(Records from a data collection)
§

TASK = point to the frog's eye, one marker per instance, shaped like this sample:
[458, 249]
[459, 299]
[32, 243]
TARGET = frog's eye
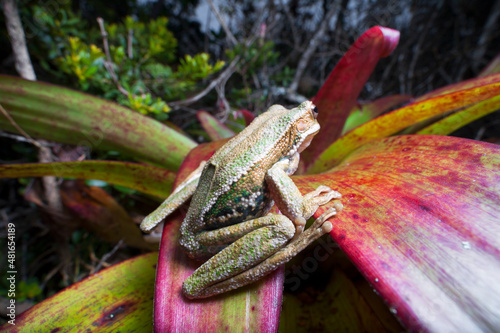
[302, 125]
[315, 112]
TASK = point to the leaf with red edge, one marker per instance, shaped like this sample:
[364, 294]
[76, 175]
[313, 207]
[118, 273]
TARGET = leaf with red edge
[421, 221]
[366, 111]
[118, 298]
[214, 128]
[399, 119]
[339, 93]
[259, 304]
[144, 178]
[100, 213]
[59, 114]
[463, 85]
[459, 119]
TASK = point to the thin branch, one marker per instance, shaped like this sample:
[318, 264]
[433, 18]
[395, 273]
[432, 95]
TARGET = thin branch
[223, 76]
[311, 48]
[108, 255]
[229, 34]
[18, 40]
[109, 63]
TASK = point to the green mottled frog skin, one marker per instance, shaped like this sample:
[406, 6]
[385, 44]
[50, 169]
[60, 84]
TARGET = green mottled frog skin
[232, 194]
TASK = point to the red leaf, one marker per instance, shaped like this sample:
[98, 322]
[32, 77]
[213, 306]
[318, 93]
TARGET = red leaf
[421, 222]
[339, 93]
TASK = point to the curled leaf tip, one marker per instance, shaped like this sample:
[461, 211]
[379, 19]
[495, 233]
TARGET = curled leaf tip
[391, 40]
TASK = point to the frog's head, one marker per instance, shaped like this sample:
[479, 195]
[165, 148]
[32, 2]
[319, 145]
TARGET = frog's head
[305, 125]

§

## Task to carry out
Rewrite all of the material above, putting "one point per instance" in place of "one marker per instance" at every occurrence and keeping everything else the same. Omit the picture from your answer.

## Task output
TASK = point to the frog's eye, one point per instance, shaped like this sample:
[458, 249]
[459, 299]
[32, 243]
TARGET = frog's eye
[302, 125]
[315, 112]
TASK = point to the leaf with red edge, one point per instance, shaped like this sample:
[364, 294]
[76, 175]
[313, 207]
[118, 273]
TARGET = leaf with red edge
[421, 221]
[366, 111]
[118, 298]
[214, 128]
[399, 119]
[339, 93]
[259, 304]
[144, 178]
[100, 213]
[59, 114]
[463, 85]
[459, 119]
TASK = point to the thin branch, one point per instance, shaped like this sample:
[318, 264]
[433, 18]
[395, 273]
[432, 95]
TARGET = thin branch
[223, 76]
[311, 48]
[108, 255]
[229, 34]
[18, 40]
[109, 63]
TASK = point to the green mottled frog skin, one point per instance, shaped like this sample:
[406, 6]
[385, 44]
[50, 169]
[60, 84]
TARGET = green mottled frog skin
[232, 194]
TASK = point to the red leaf, one point per instance, shaped like this sample:
[98, 322]
[32, 77]
[213, 306]
[318, 93]
TARGET = red leaf
[421, 222]
[339, 93]
TASK = point to the curled leaf tip, one point per instance, shaped like this sample:
[461, 211]
[379, 19]
[495, 233]
TARGET = curled leaf tip
[391, 40]
TASK = point to the frog's head, one point per instance, shaped like this sample:
[479, 195]
[165, 148]
[32, 2]
[319, 145]
TARGET = frog's head
[305, 125]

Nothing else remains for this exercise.